* **WRITTEN INSTRUCTION**:
Locate each of the lines below that contains the string "white", matching case exactly, and copy those lines out in full.

== DATASET ROWS ==

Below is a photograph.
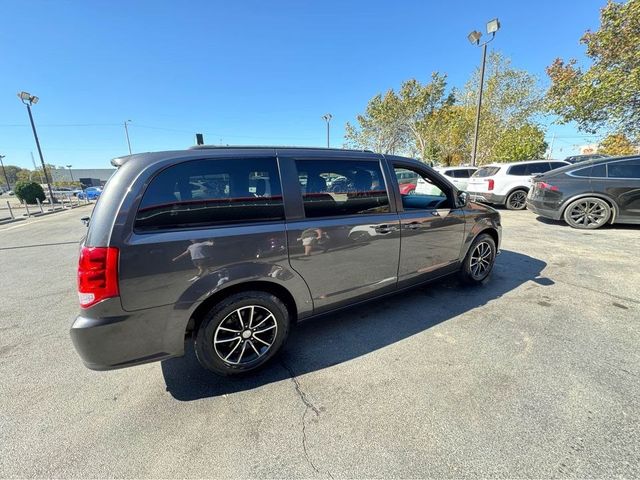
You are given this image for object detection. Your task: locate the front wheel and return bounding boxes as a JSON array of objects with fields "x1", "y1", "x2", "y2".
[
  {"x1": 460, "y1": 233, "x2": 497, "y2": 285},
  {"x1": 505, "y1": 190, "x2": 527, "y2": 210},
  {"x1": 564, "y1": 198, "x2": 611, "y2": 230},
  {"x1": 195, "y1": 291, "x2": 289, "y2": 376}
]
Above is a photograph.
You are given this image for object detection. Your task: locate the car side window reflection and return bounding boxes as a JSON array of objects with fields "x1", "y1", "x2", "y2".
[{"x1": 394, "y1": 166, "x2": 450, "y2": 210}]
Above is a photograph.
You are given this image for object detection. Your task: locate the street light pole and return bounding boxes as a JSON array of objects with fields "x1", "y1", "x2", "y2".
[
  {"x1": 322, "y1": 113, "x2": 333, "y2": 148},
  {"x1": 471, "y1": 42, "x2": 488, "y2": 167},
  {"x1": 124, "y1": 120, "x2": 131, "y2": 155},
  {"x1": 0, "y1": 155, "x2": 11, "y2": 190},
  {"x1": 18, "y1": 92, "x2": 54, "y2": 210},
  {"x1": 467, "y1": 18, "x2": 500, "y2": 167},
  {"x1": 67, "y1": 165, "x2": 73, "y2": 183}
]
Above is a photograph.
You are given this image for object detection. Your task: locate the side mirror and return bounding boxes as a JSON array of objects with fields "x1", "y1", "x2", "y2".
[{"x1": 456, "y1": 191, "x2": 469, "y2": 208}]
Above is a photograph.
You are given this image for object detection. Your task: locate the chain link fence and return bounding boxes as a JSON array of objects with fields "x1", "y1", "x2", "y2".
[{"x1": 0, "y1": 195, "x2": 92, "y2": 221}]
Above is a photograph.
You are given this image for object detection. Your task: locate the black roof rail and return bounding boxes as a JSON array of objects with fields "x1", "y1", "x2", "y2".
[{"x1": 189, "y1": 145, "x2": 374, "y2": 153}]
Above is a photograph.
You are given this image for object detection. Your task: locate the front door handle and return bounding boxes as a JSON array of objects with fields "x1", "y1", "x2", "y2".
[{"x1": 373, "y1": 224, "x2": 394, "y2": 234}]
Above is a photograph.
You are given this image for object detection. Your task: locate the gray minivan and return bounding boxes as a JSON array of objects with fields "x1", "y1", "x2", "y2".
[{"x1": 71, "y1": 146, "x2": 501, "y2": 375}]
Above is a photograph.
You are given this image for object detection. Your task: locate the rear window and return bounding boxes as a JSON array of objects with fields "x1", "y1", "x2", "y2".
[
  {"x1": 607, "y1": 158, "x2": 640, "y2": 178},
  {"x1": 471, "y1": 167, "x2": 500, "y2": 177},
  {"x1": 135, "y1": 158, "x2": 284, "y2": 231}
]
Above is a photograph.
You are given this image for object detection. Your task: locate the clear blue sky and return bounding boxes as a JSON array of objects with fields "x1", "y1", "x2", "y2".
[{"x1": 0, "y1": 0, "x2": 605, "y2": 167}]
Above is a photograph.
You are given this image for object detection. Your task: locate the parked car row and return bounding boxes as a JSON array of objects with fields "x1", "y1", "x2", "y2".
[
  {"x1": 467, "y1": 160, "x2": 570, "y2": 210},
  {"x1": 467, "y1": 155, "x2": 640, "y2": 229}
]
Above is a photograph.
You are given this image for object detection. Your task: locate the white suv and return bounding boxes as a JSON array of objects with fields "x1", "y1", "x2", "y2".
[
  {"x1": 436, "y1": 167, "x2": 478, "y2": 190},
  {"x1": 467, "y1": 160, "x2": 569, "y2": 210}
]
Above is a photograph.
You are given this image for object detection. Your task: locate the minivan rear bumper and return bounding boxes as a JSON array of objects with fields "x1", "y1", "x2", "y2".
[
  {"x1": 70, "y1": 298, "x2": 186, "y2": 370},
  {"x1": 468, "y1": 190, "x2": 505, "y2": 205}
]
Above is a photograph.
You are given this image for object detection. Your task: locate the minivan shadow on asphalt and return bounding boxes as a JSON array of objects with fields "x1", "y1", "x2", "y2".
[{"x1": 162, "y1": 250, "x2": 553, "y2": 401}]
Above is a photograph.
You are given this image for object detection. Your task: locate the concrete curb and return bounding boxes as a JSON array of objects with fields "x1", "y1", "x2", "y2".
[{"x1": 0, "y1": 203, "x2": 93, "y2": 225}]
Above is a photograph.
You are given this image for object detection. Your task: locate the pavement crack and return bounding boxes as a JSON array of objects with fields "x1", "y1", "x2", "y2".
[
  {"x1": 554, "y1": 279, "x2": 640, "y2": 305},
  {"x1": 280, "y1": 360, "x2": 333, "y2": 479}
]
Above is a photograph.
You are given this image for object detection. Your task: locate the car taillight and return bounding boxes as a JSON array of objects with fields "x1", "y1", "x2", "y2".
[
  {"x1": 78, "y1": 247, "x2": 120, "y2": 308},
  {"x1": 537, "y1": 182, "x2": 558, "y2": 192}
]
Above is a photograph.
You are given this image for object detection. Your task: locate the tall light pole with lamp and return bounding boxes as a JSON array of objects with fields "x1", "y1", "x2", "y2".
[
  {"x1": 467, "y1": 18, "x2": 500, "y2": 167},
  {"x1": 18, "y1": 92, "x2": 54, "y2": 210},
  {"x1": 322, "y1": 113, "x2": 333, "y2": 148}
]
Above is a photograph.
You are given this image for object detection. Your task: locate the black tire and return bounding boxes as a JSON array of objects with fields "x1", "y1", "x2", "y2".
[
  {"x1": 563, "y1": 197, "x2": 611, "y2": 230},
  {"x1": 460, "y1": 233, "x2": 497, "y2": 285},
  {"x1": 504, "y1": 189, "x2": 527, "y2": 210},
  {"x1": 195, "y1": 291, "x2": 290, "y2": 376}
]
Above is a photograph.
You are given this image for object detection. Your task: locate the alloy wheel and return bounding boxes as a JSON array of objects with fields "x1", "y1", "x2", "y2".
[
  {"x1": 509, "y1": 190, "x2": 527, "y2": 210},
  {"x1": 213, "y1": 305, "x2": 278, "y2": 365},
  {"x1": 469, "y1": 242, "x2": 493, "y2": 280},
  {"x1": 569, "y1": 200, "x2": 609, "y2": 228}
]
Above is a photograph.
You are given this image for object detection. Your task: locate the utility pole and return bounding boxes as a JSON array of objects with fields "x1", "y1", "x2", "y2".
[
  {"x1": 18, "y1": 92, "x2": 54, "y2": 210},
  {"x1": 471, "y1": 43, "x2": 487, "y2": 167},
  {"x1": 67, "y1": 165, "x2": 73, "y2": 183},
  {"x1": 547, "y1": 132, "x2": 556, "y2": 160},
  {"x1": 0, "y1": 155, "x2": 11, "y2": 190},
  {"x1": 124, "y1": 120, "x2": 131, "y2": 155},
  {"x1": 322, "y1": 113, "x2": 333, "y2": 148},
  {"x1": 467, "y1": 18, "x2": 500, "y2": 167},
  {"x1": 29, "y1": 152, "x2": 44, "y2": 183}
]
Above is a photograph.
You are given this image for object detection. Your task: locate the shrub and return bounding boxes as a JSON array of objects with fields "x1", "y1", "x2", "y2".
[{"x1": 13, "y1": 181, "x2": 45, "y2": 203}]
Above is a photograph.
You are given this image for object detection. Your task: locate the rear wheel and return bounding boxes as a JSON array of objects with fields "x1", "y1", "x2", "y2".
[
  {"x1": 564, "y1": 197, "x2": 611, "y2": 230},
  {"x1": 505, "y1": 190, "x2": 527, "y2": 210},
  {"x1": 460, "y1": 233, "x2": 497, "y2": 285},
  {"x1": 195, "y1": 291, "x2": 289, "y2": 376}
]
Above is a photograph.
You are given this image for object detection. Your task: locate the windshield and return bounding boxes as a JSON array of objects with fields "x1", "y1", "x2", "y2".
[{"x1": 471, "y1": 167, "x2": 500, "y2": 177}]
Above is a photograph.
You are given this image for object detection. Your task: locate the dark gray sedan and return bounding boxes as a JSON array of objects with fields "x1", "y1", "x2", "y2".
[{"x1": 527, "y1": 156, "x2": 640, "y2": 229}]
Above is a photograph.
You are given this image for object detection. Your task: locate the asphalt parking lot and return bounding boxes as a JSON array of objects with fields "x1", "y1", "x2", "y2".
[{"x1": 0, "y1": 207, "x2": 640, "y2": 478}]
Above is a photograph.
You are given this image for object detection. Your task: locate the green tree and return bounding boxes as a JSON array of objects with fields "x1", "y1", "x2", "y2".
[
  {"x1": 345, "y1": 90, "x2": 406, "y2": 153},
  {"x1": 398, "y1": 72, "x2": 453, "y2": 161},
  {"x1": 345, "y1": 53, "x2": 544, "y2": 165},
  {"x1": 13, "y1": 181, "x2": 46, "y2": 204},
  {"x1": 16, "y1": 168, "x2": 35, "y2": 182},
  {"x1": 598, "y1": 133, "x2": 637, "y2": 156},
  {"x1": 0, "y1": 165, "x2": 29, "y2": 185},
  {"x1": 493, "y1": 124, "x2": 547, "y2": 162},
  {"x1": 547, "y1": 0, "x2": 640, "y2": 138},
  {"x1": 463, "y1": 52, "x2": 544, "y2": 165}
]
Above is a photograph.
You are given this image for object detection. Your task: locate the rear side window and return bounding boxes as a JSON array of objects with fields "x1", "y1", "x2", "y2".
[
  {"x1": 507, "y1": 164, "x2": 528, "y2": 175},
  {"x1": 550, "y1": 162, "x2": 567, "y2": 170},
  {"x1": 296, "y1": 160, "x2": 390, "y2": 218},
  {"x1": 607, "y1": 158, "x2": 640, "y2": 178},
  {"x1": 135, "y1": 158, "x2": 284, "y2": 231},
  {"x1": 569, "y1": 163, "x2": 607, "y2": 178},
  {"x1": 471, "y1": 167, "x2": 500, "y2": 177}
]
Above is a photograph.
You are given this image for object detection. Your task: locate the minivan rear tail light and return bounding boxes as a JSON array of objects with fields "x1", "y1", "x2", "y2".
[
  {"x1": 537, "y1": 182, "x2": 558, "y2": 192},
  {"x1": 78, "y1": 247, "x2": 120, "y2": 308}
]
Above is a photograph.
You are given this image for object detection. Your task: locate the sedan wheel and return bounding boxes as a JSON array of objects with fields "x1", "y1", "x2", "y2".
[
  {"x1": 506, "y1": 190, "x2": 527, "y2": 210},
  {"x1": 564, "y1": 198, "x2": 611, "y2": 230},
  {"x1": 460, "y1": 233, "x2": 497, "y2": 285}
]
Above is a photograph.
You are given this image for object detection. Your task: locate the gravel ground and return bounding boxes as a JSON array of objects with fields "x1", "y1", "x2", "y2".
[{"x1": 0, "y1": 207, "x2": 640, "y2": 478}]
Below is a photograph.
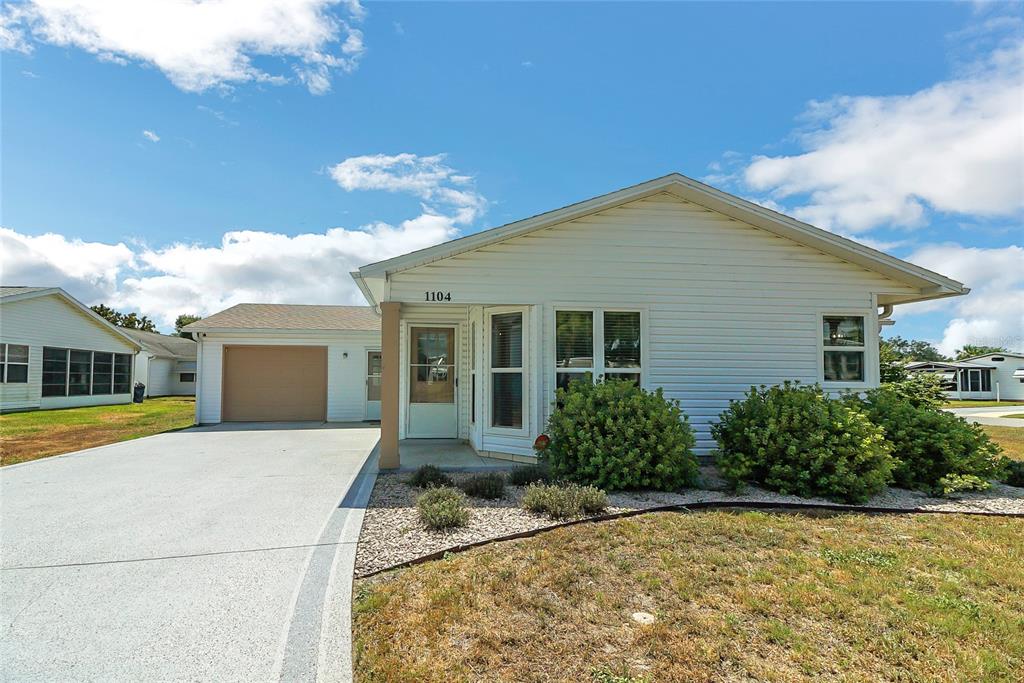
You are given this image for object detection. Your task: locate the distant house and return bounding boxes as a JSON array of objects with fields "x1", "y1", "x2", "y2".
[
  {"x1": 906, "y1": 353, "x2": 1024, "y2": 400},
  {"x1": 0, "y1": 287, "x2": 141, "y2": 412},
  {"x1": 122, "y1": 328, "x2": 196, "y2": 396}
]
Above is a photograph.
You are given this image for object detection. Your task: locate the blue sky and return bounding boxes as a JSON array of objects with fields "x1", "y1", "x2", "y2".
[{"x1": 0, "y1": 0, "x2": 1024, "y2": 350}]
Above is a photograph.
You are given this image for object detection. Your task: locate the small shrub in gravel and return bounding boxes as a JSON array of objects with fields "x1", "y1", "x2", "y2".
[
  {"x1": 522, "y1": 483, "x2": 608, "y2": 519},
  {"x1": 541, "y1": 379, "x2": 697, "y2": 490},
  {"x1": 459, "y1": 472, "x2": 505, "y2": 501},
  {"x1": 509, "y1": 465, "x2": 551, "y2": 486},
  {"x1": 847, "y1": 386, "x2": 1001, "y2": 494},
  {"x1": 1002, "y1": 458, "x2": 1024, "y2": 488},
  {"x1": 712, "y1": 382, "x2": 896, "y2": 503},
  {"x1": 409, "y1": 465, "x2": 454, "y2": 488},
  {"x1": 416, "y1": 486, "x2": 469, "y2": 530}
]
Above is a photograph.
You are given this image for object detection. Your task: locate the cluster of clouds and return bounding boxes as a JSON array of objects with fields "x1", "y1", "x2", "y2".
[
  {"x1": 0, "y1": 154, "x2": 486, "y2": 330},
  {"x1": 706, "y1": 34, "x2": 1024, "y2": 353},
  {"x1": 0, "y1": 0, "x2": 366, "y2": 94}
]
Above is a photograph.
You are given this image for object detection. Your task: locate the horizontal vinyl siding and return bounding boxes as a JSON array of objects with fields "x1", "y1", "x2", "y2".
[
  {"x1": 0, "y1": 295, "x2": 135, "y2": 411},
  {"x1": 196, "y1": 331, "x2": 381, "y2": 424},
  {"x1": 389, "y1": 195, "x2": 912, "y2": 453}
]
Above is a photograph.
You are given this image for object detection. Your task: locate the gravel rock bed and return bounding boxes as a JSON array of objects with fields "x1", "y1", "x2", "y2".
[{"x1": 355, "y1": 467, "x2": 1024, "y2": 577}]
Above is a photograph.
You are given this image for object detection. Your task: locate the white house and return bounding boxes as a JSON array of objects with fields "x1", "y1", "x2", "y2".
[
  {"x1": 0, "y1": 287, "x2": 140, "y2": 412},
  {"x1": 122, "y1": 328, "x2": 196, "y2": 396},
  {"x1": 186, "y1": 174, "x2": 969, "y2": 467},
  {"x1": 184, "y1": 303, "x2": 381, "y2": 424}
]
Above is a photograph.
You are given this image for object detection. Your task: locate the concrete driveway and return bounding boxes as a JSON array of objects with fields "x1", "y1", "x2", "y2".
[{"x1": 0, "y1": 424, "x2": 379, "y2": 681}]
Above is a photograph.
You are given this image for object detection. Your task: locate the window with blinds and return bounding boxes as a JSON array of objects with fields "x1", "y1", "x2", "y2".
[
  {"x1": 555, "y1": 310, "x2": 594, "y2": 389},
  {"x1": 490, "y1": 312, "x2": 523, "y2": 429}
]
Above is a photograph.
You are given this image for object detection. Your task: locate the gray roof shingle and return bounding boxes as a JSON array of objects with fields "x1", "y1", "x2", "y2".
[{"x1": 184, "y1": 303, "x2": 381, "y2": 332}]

===

* **COMPLETE RESPONSE**:
You are given this image for object detection. Your task: locate the white suv and return bounding boxes as a JSON array of objects with fields "x1", "y1", "x2", "y2".
You are given this image for object detection. Your task: locate the white house and return bounding boxes as a JSON array of objects with fields "x1", "y1", "x2", "y2".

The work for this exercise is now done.